** START Material supplied **

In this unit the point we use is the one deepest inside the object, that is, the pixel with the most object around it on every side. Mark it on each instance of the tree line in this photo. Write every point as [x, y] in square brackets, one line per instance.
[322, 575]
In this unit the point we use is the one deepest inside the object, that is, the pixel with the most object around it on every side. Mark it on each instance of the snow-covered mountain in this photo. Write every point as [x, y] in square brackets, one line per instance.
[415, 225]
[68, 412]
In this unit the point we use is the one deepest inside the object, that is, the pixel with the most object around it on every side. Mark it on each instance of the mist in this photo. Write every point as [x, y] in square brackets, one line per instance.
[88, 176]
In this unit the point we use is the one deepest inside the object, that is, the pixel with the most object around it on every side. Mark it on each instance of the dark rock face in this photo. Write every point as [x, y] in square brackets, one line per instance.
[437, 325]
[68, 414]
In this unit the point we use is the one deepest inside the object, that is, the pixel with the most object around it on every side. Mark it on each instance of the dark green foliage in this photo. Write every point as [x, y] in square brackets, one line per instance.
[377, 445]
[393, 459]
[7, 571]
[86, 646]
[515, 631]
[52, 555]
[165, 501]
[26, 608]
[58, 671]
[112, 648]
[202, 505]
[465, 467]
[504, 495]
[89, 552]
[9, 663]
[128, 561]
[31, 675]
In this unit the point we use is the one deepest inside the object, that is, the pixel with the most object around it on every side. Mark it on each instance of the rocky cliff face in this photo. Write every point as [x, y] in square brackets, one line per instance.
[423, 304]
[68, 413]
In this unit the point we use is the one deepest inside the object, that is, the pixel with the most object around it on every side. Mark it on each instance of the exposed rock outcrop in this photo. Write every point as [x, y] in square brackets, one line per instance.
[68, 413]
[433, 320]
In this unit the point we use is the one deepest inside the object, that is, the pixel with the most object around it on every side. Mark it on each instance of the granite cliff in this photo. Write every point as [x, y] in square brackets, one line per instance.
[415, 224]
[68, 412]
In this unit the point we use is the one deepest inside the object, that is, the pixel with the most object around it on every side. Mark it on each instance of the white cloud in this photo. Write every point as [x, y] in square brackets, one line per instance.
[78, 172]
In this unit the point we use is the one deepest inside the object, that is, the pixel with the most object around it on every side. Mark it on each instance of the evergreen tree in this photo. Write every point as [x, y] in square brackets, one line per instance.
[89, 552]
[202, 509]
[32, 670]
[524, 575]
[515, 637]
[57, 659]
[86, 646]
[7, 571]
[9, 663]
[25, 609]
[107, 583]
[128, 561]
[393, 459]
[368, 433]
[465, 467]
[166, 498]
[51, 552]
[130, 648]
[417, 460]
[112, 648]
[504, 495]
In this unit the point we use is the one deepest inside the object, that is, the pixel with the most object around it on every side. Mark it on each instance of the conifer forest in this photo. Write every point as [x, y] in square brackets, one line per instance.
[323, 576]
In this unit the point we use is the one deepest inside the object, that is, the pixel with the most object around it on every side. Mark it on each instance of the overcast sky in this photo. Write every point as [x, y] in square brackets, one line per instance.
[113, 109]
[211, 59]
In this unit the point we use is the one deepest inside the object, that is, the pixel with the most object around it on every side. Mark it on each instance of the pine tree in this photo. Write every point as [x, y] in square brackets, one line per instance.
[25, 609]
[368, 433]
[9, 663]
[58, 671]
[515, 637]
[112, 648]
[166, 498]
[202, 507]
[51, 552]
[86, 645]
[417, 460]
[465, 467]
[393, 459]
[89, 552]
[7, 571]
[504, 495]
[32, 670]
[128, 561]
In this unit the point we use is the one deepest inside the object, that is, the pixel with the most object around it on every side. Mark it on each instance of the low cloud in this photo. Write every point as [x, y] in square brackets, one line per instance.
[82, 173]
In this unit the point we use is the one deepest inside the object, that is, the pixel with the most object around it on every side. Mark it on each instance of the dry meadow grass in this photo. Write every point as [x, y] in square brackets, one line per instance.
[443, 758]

** END Material supplied **

Brief | Reproduce every entry above verbatim, changing nothing and leaving none out.

Full answer |
In this unit the point we use is the one deepest inside the object, that is, the pixel with the most object around it on every side. Mark it on each instance of the tree line in this photo. Write every point as [x, y] in square brackets, one line per instance.
[322, 575]
In this unit the point we use is the one deepest inside the object, that is, the pixel with the most object around it on every side. Mark it on each instance of the snow-covered mountain in this photo. Write every point as [x, y] in square brackets, one line per instance.
[415, 225]
[68, 412]
In this unit the point we use is the one deepest inside the object, that is, the pixel with the most object around it on every side. Mark it on each instance of the mist in this photo. Write every point as [x, y] in square brackets, one line per instance.
[88, 176]
In this unit the point we use is the one deepest inside the object, that is, the pixel with the most object around it on every side. Mark it on each instance of the dark rock face in this photo. Write every point as [x, y] in square brackets, one line per instance.
[437, 325]
[68, 414]
In this unit the point we use is the one deepest inside the object, that is, the pixel with the most object around it on every side. Mark it on each instance of the dark green foliage in this photo. Write every point as [x, y] in square brackets, one line per instance.
[377, 445]
[393, 459]
[7, 571]
[86, 646]
[515, 631]
[52, 555]
[165, 501]
[26, 608]
[58, 671]
[112, 648]
[202, 505]
[465, 467]
[504, 495]
[89, 552]
[9, 663]
[128, 561]
[31, 675]
In this unit the point we use is the one deepest inside the object, that is, the pixel with the most object around it on every side. Mark it on each instance of the rocky cliff face in this photo. Write every point as [x, y] in square brackets, one line per instance.
[423, 304]
[68, 413]
In this unit the point we use is the one deepest inside the object, that is, the pixel with the most object around it on every side. Mark it on each instance of the exposed rock outcrop in this photo. Write every point as [x, y] in square brackets, one line per instance.
[68, 413]
[433, 320]
In this unit the point we use is the one deepest inside the object, that is, the pixel with the most object around it on every side. Mark it on each instance of the granite cliff in this photo. Write every point as [x, y] in square brackets, one line per instance.
[415, 224]
[68, 412]
In this unit the point we use is the one deepest inside the object, that is, the pixel with the most object around it on every side. Mark it on each instance of the white cloud in this photo. Write every point as [x, y] in square brackets, one line per instance.
[78, 172]
In this unit the point we use is the one deepest inside the object, that is, the pixel with the most object around it on every side. Mark it on each instance of the evergreen tree in this photo. Write every point as [x, y] in square brackets, one line per instance.
[89, 552]
[202, 509]
[32, 670]
[524, 575]
[515, 637]
[57, 659]
[86, 646]
[7, 571]
[9, 663]
[25, 609]
[107, 583]
[128, 561]
[393, 459]
[368, 433]
[465, 467]
[166, 498]
[51, 552]
[130, 648]
[417, 460]
[112, 648]
[504, 495]
In this unit the point we use is the one deepest inside the object, that is, the pixel with the most object around it on every side. Mark it on each instance of the conifer forest in this photo. Write every point as [x, y] in square brackets, one line per instance.
[323, 576]
In this unit the point we use is the one deepest inside the object, that is, the pixel with the most object around it on every side. Mark it on each instance of the overcast sky in this photo. Write every point as [x, y] in square brackets, one line per instance.
[113, 109]
[211, 59]
In this unit the point we use is the one deepest inside the object, that is, the pixel with the most object around it on every side. Mark it on each instance of the pine tree in this photo. Write every point as [x, y] in square brackets, one line per instance.
[25, 609]
[368, 433]
[9, 663]
[58, 671]
[515, 637]
[112, 648]
[166, 498]
[202, 507]
[51, 552]
[86, 645]
[417, 460]
[465, 467]
[393, 459]
[89, 552]
[7, 571]
[504, 495]
[32, 670]
[128, 561]
In this unit the point we use is the one deepest inside the object, that is, the pixel with the most object around it on every side. Mark it on each instance of the low cloud in this photo. Write every point as [x, y] in square brackets, one line per instance.
[82, 173]
In this unit the point we use is the one deepest inside the object, that is, the pixel with the most object around it on every side. Mark it on each instance of the dry meadow grass in this photo. Write every point as [x, y] in square brackets, one line per instance.
[443, 758]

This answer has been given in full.